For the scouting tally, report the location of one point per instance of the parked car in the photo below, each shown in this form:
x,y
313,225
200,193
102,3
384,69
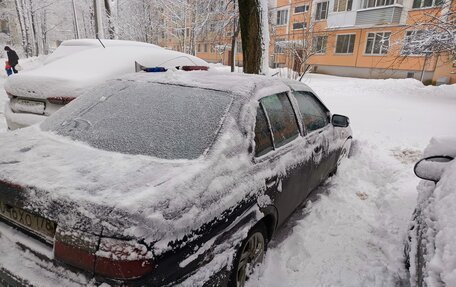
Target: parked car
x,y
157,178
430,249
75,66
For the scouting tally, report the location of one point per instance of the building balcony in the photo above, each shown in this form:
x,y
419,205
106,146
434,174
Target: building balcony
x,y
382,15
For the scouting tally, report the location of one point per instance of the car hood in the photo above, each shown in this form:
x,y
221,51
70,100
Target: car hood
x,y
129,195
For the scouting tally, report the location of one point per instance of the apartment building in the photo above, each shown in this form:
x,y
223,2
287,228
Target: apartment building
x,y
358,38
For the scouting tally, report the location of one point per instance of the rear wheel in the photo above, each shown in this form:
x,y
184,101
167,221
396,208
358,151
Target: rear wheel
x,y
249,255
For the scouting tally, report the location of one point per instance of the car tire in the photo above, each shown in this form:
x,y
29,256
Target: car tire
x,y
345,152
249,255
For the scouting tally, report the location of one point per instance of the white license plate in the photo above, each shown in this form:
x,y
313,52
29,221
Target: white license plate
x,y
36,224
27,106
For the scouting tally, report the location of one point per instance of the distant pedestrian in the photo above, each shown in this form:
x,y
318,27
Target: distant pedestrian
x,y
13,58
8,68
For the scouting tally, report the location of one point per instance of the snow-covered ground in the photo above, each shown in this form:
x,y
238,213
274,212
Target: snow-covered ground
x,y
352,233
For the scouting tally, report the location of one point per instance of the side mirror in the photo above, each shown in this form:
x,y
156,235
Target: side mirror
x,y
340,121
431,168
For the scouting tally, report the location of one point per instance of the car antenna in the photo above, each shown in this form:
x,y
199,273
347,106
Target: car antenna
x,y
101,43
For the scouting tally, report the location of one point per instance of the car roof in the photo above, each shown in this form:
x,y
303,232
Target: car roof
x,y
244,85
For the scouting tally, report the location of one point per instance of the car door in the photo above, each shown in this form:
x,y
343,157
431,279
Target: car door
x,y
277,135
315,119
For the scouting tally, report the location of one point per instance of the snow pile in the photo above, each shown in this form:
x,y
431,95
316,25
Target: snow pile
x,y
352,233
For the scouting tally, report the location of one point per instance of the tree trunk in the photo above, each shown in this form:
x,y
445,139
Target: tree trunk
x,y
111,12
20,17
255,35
■ ■ ■ ■ ■
STATED EXERCISE =>
Set down every one of the records above word for word, leaving out the pictures.

COMPLETE OUTPUT =>
For the scouting tally, report the location of one point per instance of the parked car in the photo below, each shown in this form:
x,y
313,225
200,193
102,3
384,69
Target: parked car
x,y
157,178
430,249
75,66
For the scouting tally, report the location of one point per instance of the building balcony in the photo above, each shown in this form:
x,y
419,205
106,146
434,174
Target: building balcony
x,y
382,15
For the scouting tally, report the location of one point per instance of the car hood in the photo above, each shown in this form:
x,y
221,51
70,100
Target: car hood
x,y
129,195
For the scouting tally, report the location of one point per instance of the apartment building in the photo above, each shown in this form:
x,y
223,2
287,228
Target: apartment building
x,y
358,38
For the scouting tally, report the location of one point per instance of the rear wheel in the photo above, each shown in this form:
x,y
184,101
167,221
396,208
358,151
Target: rear wheel
x,y
249,255
For the scouting tally, report the location of one point per instance of the car tire in the photo above, each shown in this form:
x,y
29,256
Target: car tire
x,y
345,152
249,255
For the scouting tally, report the location of one point per instance of the white license plate in the photo above, each shown in this form:
x,y
313,52
29,221
Target: white license plate
x,y
36,224
27,106
For the scouting tally, report the location of one point per instance of the distant pedestrian in the photo above, each shown in this form:
x,y
318,27
Target: distant pedestrian
x,y
13,58
8,68
For the scouting tally, report the location of one point per instance of the snow-covered ground in the photo above, each shown in this form:
x,y
238,213
274,212
Target: snow-covered ground
x,y
352,233
For the scouting tally, report the location of one point per instance of the side mirror in the photo above, each shown in this form:
x,y
156,235
Target: side mirror
x,y
340,121
431,168
For the scouting tally, report the location of one point per instance of the car antenna in the photo above, each shown in this form:
x,y
199,273
347,106
Target: car antenna
x,y
101,43
For the scouting tally, report the location of one point per instance of the car roof in the photo above, each shown in this form:
x,y
303,232
Target: car roof
x,y
244,85
For the scouting tally, report the location of one point per instance of the car door in the photo above, each shown in this form:
x,y
343,157
431,279
Target: car door
x,y
277,135
315,119
For the scouting tally, report the location of one point per instance of the snow pile in the photo above, each shown in this form:
x,y
431,95
316,25
Target: snow pile
x,y
352,233
For the scouting tally, report the location of one point per instance of the tree trunk in the photo above, each shown in this form:
x,y
445,139
Target: tree trunk
x,y
111,12
20,17
255,35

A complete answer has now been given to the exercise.